Text passage.
_ _ _

In the state of Nevada, you cannot give up on parental rights because you do not want to provide financial support or do not wish to deal with a growing child. The termination is only possible if someone adopts your child or appeals against you (3).
  1. Involuntary termination: When there is a threat to the child’s welfare and life, the court can terminate parental responsibility. This is known as involuntary termination. The grounds for involuntary termination may vary from state to state. However, here are some of the common grounds for involuntary termination of parental responsibility:
  • Chronic abuse or neglect
  • Abandonment of the child
  • Long-term mental illness of the parent or the parent is determined unfit of taking care of the child
  • Long-term alcohol or drug abuse by the parents
  • Inability to provide the basic needs and financial support to children
  • Felony or imprisonment of the parent

Once it is determined that the parent is unfit to take up parental responsibility, the child is rescued by the child welfare system. In such cases, the parents do not lose their responsibility immediately. The child welfare system takes necessary steps to preserve the family and reunite them through services such as counseling, substance abuse treatment or family therapy.

While the parents undergo these services, the child is kept either with a foster family or a foster home. Once the court is convinced the family is safe for the child, it might reunite them. If not, the court will legally terminate their parental responsibility. In certain extreme cases, the court also has the authority to terminate the responsibility immediately.

What Happens To Parental Responsibility In The Case Of A Divorce?

Child custody in case of divorce

Image: IStock

In the case of a divorce, parental responsibility of minor children can be mutually decided by the couple. Otherwise, the court takes the decision while considering the best interests of the child.

There are four types of child custody in cases of divorce:

  1. Sole physical custody: In this type, the child shall reside with one parent but the legal custody rests with both the parents. Therefore, they must prepare a parenting plan and get it approved by the court. The other parent is then given visitation rights.
  1. Joint physical custody: Here the child spends time under the supervision of both the parents. This custody works well when the parents share mutual respect and friendship for each other.
  1. Sole legal custody: Only one parent has the authority to take all the important decisions regarding the child. Usually, physical custody also rests with the same parent. If the other parent is abusive, then the court can restrict them from having any contact with the child.
  1. Joint legal custody: Both parents have a say in the decision making regarding the child. Parents can share legal custody even if they do not share physical custody.

Matters regarding child support can also be decided mutually, or the court shall decide after taking into consideration the financial situation of both the parents.

Frequently Asked Questions

1. How long does it take to get a court order for parental responsibility?

Since the parental responsibility and child custody laws in the US differ for each state, the timeframe to receive a court order depends on the laws in your state of residence.

2. Can parental responsibility be transferred?

_ _ _

Information shown.
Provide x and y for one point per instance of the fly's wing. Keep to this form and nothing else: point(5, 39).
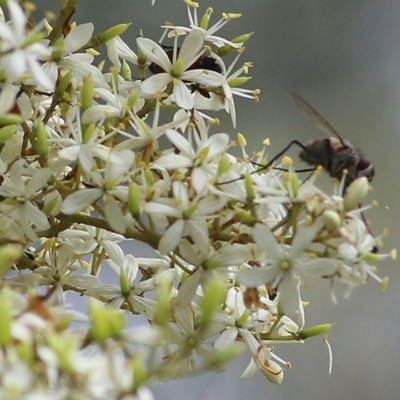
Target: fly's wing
point(317, 118)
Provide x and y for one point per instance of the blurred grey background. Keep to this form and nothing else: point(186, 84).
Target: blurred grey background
point(343, 56)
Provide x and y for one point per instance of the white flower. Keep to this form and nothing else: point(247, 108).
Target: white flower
point(176, 72)
point(20, 51)
point(209, 32)
point(201, 159)
point(285, 266)
point(190, 217)
point(23, 185)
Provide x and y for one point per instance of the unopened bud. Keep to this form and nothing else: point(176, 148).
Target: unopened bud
point(355, 193)
point(112, 32)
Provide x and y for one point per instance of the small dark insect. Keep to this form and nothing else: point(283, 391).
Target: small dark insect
point(333, 153)
point(203, 62)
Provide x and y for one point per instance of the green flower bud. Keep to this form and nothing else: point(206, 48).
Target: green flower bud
point(5, 318)
point(226, 49)
point(41, 140)
point(240, 80)
point(87, 93)
point(224, 164)
point(211, 264)
point(190, 210)
point(11, 119)
point(205, 19)
point(62, 85)
point(33, 38)
point(355, 193)
point(215, 293)
point(314, 331)
point(177, 68)
point(7, 132)
point(26, 352)
point(134, 199)
point(112, 32)
point(58, 49)
point(124, 283)
point(245, 217)
point(132, 100)
point(88, 133)
point(9, 254)
point(163, 300)
point(106, 322)
point(248, 184)
point(332, 220)
point(126, 71)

_ _ _

Assignment 1.
Say whether each statement agrees with the text on parental responsibility, answering yes or no and quoting the deciding words: (a) In Nevada, a parent may give up parental rights to avoid providing financial support. (b) Parents lose their responsibility as soon as the child welfare system rescues the child. (c) Parents can share legal custody without sharing physical custody.
Assignment 2.
Write the next part of the text on parental responsibility and child custody, picking up from its last line.
The rows have nothing to do with the text on parental responsibility.

Task output 1.
(a) No: "you cannot give up on parental rights because you do not want to provide financial support or do not wish to deal with a growing child"
(b) No: "In such cases, the parents do not lose their responsibility immediately."
(c) Yes: "Parents can share legal custody even if they do not share physical custody."

Task output 2.
Yes. When your child is given to new parents for adoption, the parental responsibility of the biological parents ends and is transferred to the adopted parents.

3. How do I prove that I have parental responsibility?

You can prove parental responsibility through various means, including providing documentation such as a birth certificate or written consent or agreement signed by the child’s other parent or legal guardian (4).

4. What is the difference between parental rights and parental responsibility?

Parental rights involve the legal privileges given to parents, such as decision-making authority for their child’s upbringing. Parental responsibility encompasses parents’ responsibilities and duties toward their child’s welfare and overall well-being (5).

5. How can a parent ensure they are fulfilling their parental responsibilities?

To effectively fulfill parental responsibilities, parents should prioritize their child’s welfare by creating a secure and nurturing atmosphere, actively engaging in communication and attentive listening, participating in their education and extracurricular activities, establishing appropriate boundaries, serving as a positive role model, and adapting suitable parental strategies according to the child’s age.

Parenthood is a beautiful journey that’s not easy, but it’s worthwhile. When you become a parent, a sense of responsibility, and mentorship instinctively develops. You do everything necessary to take care of your child and their happiness. However, when parents are unable to meet their child’s basic physical, emotional, or social needs or are divorcing, the law steps in. These laws help in the protection and security of the child’s interests in the case of any disturbance in parental responsibilities. They also assist parents in rethinking and reworking their relationship in order to maintain a happy and healthy parent-child relationship.

Infographic: How To Effectively Fulfill Parental Responsibilities?

Being a responsible parent may not be easy, but it’s definitely rewarding. To help you with it, we bring practical tips you can follow to ensure you are effectively fulfilling all your parental responsibilities. Read through and share with fellow parents to help sail smoothly through parenting.

practical tips to be a responsible parent (infographic)

Illustration: Momjunction Design Team

Get high-quality PDF version by clicking below.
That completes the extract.